■ **PROBLEM DESCRIPTION**
Copy the lines from the one containing "outline brick facade, every instance" through the one containing "[[[387,101],[386,1],[262,2],[2,3],[0,111]]]". In each, change "whole-pixel" to "integer" and leave everything else as it is.

* Start *

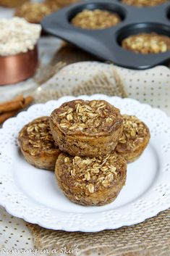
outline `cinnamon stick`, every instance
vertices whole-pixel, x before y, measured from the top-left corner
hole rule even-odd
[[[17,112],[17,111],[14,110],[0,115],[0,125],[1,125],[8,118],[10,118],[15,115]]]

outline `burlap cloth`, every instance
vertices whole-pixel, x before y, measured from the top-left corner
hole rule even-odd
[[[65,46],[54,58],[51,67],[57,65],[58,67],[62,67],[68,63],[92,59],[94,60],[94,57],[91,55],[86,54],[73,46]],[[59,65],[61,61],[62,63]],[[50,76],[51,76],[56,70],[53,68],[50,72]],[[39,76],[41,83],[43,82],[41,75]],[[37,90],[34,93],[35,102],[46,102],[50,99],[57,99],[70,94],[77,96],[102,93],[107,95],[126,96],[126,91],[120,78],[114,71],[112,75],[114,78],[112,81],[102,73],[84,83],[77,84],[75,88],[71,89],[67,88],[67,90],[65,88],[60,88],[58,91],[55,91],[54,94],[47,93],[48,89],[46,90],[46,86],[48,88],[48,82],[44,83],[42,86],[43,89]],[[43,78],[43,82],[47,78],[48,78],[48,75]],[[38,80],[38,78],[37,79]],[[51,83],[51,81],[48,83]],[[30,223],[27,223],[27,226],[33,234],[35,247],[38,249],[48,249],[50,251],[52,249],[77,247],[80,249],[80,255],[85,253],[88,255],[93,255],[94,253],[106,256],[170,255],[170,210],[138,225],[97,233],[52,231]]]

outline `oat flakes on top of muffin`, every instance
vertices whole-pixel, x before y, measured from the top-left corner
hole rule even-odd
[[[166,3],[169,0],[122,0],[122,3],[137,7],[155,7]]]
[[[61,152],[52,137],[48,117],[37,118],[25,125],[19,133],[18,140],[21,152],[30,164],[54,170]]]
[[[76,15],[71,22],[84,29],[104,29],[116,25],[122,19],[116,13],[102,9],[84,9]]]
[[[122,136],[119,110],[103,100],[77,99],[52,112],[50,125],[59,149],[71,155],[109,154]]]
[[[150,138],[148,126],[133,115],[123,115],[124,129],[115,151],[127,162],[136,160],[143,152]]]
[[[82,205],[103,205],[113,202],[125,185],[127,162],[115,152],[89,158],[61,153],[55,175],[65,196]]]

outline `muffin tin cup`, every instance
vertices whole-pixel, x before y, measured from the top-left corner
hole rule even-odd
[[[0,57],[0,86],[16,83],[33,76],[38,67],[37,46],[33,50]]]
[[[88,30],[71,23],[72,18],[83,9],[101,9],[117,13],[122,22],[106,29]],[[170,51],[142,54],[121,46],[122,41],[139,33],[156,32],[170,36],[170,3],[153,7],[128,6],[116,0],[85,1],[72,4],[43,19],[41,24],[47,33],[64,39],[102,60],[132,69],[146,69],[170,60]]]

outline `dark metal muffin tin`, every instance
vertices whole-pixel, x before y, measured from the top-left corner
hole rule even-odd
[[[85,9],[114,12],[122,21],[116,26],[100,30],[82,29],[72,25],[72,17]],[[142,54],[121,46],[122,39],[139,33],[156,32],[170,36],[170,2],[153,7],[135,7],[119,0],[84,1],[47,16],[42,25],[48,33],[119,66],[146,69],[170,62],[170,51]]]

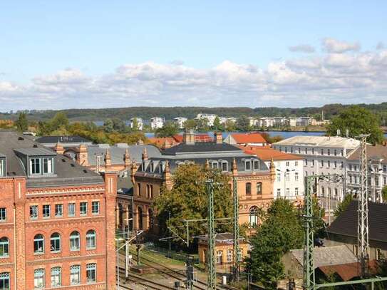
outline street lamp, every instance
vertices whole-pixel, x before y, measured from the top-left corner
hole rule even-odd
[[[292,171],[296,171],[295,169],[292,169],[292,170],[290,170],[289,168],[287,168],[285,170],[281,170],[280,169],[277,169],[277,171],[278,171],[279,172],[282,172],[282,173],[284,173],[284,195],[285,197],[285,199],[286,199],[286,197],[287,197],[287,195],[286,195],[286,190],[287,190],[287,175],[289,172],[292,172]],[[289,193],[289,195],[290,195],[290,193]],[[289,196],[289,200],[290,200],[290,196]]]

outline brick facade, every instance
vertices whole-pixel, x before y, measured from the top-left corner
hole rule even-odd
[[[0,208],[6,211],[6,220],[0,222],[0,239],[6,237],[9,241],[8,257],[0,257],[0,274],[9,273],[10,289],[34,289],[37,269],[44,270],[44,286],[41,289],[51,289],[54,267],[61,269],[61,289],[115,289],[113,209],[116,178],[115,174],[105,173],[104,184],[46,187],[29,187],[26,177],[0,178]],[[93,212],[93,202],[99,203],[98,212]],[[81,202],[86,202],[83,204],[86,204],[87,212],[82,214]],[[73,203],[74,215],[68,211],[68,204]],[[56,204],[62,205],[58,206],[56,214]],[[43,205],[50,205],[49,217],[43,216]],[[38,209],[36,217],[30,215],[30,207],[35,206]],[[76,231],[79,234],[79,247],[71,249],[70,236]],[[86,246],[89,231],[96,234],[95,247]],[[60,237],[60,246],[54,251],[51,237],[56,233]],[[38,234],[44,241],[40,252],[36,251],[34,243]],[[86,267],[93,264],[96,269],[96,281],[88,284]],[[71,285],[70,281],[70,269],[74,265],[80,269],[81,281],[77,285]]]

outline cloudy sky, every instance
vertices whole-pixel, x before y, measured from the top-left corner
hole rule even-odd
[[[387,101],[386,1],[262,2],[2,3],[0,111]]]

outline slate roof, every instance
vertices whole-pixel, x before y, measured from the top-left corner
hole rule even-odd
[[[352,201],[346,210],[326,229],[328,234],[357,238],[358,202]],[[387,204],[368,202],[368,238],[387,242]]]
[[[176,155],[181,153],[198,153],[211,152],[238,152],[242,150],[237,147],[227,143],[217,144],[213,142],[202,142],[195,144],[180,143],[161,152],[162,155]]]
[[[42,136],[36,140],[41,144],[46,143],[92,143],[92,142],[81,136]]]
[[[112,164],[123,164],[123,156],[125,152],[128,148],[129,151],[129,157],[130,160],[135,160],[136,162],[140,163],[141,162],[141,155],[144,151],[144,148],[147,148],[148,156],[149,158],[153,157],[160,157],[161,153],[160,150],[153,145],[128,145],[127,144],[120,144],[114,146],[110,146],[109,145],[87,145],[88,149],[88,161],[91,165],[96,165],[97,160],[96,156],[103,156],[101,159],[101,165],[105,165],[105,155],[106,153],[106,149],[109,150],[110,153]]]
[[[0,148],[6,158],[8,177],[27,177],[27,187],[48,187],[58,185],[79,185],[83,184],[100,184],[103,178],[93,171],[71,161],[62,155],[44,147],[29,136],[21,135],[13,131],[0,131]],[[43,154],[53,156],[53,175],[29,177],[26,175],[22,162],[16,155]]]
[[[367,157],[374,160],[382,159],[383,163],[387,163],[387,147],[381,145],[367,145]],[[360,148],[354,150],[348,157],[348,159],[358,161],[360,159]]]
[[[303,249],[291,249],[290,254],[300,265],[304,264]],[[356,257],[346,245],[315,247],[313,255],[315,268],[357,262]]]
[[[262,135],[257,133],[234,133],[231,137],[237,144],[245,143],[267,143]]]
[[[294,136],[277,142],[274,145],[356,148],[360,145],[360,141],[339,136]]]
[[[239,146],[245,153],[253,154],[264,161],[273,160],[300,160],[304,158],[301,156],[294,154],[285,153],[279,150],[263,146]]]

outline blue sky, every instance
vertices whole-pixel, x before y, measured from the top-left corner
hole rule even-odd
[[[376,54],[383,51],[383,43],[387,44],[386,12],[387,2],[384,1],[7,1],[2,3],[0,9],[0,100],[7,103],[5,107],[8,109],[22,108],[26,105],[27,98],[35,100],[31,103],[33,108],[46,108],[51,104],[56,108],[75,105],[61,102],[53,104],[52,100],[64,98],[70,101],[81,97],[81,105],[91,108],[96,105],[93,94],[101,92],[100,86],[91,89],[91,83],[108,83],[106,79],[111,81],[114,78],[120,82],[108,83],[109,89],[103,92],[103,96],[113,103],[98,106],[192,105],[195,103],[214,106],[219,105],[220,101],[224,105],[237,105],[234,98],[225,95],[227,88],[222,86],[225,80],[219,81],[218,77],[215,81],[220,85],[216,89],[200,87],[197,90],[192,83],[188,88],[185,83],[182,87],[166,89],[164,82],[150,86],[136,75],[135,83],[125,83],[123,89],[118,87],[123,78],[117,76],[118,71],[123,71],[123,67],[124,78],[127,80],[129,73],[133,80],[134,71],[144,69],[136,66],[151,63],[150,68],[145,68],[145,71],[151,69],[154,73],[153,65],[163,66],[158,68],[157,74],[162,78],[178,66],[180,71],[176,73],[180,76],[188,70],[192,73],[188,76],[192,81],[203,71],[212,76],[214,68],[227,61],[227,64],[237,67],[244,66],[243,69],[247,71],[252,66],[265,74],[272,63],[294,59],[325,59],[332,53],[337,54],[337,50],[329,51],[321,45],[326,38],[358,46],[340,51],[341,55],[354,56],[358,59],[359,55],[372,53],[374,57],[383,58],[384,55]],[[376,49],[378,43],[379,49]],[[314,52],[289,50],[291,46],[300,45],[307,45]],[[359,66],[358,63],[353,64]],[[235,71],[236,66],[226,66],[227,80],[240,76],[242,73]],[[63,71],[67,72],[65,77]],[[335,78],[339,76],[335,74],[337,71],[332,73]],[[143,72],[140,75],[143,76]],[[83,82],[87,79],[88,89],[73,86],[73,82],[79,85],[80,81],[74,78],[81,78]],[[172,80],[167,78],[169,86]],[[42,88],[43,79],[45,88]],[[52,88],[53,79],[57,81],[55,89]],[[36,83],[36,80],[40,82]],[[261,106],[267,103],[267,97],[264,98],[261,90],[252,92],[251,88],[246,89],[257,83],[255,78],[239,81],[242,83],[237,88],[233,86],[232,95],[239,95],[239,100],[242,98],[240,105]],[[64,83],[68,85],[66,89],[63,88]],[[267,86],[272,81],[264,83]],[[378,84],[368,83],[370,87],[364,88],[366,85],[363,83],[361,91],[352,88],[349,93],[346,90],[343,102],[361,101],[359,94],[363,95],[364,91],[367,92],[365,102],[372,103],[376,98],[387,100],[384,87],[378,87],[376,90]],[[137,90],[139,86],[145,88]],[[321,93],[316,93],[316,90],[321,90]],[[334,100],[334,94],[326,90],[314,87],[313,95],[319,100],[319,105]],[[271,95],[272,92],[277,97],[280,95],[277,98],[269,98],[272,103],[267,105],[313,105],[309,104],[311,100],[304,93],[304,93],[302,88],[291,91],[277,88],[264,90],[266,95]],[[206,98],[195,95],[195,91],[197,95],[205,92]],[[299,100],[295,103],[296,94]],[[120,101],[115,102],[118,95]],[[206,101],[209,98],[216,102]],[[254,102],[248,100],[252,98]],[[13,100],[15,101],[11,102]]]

* End *

■ **COMPLETE RESPONSE**
outline brick facade, every instance
vertices integer, x before y, measured from the top-left corner
hole rule even-odd
[[[0,208],[6,211],[6,220],[0,222],[0,239],[6,237],[9,241],[8,257],[0,257],[0,274],[9,273],[10,289],[34,289],[37,269],[44,270],[44,286],[41,289],[51,289],[54,267],[61,269],[61,289],[115,289],[113,209],[116,178],[115,174],[105,173],[104,184],[46,187],[29,187],[26,177],[0,178]],[[93,212],[93,202],[99,203],[98,212]],[[81,202],[86,202],[83,204],[86,204],[87,212],[82,214]],[[73,203],[74,215],[68,211],[68,204]],[[56,204],[62,205],[58,206],[56,214]],[[43,205],[50,205],[49,217],[43,216]],[[38,209],[36,217],[30,215],[30,207],[35,206]],[[76,231],[79,234],[79,247],[71,249],[70,236]],[[86,246],[89,231],[96,234],[95,247]],[[60,237],[60,246],[54,251],[51,237],[56,233]],[[38,234],[44,241],[40,252],[36,251],[34,243]],[[86,267],[93,264],[96,269],[96,281],[88,284]],[[71,285],[70,281],[70,269],[74,265],[80,269],[81,281],[77,285]]]

outline cloudy sky, every instance
vertices integer, x before y, measured from the top-left corner
hole rule even-odd
[[[387,101],[386,1],[262,2],[2,3],[0,111]]]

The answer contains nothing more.